▶ [What to do] Starting with the line that has "Note to the class: point out every instance of the patchy" in it, repeat every line through the last one, word for word, and give nothing more.

(Data items)
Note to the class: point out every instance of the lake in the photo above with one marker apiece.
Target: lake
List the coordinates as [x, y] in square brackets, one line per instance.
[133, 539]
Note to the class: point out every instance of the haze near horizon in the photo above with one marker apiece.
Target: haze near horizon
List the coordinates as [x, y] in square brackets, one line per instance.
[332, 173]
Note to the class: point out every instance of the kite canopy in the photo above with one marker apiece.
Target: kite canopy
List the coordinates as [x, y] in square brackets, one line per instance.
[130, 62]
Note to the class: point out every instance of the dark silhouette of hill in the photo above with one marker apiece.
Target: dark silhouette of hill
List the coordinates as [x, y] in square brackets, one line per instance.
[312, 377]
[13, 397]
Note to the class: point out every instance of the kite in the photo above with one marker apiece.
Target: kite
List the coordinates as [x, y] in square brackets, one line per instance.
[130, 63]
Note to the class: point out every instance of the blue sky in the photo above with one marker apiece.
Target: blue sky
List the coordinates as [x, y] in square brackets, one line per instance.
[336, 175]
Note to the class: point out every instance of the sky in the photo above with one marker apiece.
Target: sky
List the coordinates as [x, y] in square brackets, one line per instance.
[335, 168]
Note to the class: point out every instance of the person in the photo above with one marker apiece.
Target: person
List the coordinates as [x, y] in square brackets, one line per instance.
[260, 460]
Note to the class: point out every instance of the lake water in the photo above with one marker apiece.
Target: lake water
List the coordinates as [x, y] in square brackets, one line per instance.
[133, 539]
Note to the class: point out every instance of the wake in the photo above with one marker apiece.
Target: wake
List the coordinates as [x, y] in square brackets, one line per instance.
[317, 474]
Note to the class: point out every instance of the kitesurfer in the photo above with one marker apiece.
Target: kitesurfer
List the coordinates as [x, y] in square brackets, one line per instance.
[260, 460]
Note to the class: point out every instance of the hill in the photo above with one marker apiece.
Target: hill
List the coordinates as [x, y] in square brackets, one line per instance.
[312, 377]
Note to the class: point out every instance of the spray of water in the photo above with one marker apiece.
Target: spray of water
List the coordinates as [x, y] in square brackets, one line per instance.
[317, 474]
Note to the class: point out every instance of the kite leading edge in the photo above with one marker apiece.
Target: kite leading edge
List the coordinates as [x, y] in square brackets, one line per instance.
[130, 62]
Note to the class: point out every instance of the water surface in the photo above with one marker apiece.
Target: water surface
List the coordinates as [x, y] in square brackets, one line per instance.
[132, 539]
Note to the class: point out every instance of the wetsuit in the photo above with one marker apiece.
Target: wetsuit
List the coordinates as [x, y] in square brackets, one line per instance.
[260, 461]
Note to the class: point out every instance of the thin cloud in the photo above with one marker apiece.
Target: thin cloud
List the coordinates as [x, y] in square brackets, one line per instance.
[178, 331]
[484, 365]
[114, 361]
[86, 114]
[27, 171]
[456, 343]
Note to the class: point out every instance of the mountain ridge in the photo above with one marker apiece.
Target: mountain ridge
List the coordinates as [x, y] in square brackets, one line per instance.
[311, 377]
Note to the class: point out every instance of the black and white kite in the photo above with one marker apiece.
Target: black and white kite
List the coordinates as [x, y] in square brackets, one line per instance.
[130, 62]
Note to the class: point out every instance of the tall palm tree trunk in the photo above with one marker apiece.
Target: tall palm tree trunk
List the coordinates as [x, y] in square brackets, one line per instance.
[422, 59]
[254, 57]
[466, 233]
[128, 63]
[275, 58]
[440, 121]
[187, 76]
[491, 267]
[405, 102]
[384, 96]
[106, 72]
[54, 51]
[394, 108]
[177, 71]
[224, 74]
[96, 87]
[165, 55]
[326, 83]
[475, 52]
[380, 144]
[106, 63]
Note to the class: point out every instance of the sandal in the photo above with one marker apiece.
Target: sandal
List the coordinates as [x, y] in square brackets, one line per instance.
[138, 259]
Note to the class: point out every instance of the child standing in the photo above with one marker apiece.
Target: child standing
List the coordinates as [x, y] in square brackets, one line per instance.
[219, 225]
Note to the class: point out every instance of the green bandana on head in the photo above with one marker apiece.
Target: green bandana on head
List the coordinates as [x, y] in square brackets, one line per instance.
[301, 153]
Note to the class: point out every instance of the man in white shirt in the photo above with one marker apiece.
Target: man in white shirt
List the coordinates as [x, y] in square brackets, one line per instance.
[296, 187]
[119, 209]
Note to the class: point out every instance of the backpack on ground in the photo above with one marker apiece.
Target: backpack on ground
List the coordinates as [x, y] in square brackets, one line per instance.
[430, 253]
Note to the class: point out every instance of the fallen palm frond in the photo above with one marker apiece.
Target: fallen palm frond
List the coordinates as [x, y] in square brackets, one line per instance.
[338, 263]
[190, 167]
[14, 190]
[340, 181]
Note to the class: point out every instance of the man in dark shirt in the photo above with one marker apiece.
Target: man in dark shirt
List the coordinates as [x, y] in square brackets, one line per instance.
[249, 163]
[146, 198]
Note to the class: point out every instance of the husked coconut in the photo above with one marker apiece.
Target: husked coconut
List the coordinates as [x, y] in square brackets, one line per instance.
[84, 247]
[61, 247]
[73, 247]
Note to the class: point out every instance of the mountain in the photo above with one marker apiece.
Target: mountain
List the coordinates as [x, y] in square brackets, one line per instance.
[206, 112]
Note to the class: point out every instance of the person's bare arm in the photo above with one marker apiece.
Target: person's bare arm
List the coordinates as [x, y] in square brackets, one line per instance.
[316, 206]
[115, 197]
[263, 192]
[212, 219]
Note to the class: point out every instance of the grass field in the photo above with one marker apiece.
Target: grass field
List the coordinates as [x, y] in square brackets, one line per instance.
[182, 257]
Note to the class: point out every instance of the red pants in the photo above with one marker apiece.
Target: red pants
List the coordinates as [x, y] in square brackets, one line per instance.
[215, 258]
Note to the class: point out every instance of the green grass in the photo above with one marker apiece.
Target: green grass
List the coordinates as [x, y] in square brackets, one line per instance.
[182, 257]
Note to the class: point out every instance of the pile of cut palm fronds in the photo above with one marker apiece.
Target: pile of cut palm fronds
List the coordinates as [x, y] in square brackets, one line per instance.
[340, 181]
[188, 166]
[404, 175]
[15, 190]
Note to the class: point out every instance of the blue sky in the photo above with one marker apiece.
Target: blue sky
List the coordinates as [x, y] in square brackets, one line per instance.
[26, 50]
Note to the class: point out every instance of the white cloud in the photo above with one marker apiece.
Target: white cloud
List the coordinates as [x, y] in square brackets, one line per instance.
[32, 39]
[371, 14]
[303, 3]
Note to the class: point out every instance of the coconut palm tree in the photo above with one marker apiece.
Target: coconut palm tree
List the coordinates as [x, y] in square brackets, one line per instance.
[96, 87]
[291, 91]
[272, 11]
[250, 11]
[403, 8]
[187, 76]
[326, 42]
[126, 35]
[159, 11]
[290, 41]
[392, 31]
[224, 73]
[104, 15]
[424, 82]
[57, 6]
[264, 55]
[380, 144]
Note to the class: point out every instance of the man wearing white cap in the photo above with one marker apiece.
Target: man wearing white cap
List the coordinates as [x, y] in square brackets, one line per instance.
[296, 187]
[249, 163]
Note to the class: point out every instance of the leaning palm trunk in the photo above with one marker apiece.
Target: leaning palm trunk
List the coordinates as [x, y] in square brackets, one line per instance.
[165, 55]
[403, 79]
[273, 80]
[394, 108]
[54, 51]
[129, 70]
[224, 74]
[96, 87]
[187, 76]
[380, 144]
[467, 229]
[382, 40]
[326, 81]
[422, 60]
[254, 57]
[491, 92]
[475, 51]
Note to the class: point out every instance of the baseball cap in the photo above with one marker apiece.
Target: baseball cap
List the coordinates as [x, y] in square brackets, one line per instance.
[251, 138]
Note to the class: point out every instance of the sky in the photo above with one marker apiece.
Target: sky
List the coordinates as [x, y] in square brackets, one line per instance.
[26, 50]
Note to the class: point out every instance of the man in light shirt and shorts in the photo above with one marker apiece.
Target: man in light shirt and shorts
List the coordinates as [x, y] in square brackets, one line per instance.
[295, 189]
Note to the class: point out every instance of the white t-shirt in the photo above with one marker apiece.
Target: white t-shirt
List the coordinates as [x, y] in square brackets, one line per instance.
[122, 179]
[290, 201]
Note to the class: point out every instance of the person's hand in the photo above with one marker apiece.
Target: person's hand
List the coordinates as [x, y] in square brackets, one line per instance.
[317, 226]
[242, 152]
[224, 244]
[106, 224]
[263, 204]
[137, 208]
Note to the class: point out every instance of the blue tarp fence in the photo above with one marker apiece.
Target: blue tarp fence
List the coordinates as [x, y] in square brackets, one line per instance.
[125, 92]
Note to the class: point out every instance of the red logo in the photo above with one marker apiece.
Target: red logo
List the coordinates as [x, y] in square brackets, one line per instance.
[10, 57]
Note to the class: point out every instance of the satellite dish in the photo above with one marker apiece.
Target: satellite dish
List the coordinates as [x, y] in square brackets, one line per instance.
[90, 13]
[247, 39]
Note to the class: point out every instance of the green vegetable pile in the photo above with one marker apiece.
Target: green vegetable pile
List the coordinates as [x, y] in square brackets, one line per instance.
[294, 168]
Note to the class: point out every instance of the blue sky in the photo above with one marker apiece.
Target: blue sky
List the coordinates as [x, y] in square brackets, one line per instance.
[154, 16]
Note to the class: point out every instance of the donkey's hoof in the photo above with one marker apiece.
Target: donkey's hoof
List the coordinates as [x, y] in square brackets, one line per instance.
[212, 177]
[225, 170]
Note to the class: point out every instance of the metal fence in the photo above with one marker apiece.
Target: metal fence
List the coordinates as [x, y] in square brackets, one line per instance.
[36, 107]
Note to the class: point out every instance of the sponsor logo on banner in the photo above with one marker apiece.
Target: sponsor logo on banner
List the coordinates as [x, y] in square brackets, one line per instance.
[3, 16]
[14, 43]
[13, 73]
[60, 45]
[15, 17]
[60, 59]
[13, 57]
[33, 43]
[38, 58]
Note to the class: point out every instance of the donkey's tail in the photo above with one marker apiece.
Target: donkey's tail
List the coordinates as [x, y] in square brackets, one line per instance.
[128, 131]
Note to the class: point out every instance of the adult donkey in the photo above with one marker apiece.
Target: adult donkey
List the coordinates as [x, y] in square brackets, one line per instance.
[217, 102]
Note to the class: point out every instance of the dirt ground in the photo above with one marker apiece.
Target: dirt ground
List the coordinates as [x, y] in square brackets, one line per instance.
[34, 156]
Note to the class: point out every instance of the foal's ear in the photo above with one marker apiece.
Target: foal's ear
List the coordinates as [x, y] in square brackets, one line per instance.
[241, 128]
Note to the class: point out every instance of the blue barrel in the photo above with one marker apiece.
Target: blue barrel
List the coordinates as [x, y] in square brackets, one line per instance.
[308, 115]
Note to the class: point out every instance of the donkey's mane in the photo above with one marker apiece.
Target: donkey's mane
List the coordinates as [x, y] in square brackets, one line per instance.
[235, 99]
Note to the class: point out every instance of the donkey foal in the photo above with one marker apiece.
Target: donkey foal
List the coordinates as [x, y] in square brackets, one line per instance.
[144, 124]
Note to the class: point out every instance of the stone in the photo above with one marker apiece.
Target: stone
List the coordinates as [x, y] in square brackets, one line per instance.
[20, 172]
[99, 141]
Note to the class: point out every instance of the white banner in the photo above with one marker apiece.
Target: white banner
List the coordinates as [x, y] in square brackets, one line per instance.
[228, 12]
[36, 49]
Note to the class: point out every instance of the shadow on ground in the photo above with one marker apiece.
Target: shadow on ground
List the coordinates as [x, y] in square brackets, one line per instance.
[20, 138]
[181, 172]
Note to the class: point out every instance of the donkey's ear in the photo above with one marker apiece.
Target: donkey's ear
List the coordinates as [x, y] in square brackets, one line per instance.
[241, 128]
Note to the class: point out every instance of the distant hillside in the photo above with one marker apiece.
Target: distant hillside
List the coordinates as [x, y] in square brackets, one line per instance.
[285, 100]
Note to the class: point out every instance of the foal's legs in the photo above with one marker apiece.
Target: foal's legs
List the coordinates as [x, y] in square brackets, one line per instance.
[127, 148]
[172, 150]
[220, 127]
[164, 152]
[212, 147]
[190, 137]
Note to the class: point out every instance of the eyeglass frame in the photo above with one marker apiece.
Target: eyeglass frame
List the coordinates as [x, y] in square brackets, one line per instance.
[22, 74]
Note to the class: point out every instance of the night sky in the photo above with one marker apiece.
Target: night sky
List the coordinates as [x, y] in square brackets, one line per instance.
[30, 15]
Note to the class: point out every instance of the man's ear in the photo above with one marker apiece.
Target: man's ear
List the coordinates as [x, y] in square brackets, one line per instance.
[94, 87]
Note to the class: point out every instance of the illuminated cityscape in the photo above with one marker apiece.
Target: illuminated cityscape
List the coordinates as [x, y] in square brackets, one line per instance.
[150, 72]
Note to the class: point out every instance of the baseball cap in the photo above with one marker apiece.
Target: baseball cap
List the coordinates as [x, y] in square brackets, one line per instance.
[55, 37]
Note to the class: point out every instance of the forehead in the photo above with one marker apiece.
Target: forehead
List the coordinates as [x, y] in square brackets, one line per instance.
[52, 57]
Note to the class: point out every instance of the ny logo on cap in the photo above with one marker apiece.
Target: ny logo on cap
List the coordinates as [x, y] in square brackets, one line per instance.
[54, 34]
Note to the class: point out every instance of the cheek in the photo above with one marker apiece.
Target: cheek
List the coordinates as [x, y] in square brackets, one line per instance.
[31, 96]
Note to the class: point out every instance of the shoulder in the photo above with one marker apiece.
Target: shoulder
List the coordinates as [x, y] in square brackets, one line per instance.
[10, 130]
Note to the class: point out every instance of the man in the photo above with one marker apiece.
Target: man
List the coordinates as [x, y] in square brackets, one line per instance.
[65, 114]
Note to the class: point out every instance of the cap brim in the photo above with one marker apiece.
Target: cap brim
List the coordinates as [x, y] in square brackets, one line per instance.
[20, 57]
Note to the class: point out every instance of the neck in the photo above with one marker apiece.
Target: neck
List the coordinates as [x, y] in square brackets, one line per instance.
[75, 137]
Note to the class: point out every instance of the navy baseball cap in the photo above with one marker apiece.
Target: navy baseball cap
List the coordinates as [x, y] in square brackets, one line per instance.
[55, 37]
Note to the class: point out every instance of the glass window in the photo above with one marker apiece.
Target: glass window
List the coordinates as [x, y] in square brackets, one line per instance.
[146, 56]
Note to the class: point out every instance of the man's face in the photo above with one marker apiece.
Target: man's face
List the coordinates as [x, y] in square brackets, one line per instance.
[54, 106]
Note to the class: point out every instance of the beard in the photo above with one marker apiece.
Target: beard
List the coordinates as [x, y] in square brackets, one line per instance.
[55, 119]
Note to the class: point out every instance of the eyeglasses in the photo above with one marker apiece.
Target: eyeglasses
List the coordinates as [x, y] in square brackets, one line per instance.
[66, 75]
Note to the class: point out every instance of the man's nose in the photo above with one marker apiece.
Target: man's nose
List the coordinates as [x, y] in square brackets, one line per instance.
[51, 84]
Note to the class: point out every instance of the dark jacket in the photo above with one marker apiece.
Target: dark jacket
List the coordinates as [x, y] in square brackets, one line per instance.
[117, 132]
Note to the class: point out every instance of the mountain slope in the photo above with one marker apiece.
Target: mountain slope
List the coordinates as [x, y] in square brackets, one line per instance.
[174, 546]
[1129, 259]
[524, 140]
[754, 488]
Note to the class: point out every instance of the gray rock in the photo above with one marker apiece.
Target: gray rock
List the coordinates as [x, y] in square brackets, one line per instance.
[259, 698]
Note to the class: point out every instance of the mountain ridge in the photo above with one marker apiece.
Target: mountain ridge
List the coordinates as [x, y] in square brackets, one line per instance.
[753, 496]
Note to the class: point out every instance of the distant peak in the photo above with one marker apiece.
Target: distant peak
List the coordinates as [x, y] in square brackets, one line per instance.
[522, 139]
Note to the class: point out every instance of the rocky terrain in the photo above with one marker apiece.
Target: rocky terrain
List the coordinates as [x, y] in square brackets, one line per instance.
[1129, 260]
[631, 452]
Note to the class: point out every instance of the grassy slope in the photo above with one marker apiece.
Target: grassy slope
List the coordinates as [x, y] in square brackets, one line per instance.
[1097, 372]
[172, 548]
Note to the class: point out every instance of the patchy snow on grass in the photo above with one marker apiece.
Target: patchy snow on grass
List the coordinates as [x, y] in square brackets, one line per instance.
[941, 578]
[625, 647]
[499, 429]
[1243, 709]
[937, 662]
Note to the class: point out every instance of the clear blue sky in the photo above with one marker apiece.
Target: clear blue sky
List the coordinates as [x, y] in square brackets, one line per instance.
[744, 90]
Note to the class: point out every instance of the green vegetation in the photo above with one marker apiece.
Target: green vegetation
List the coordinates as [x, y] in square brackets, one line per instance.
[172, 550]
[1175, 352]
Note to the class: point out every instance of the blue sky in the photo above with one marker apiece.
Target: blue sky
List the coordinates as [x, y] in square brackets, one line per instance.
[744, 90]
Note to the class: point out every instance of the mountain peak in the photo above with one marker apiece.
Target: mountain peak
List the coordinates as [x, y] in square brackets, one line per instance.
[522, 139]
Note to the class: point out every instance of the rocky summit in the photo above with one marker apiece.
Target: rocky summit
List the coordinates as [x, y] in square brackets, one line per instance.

▶ [Task solution]
Note to the class: point out every instance of the patchy snow on grass in the photo above with one marker apiece.
Target: patchy snow on grass
List the coordinates as [x, y] in square brackets, one line per instance.
[941, 578]
[625, 647]
[499, 429]
[1243, 709]
[937, 662]
Note to the class: point out every instance of the clear blue sky in the photo above with one marker apiece.
Target: clear blue sky
List the coordinates as [x, y] in square brackets, one line per instance.
[744, 90]
Note to the class: point out every instance of the green vegetation in the photo above with one marker apiece.
Target: green vegetation
List the coordinates as [x, y] in square brackets, one line per instance.
[172, 550]
[1175, 352]
Note to the class: point out every instance of the blue sky in the photo above with one marker apiece.
Target: blue sky
List the coordinates as [x, y] in square brackets, one line per instance.
[744, 90]
Note to the class: point out every instance of the mountain peak in the photo above with one marker apiece.
Target: mountain peak
List the coordinates as [x, y] in square brackets, one line per instance.
[522, 139]
Note to the class: point out every instance of the rocky summit in the photo above with one marker apiece.
Target: rocky summit
List the coordinates as [x, y] in square brackets, one line per instance.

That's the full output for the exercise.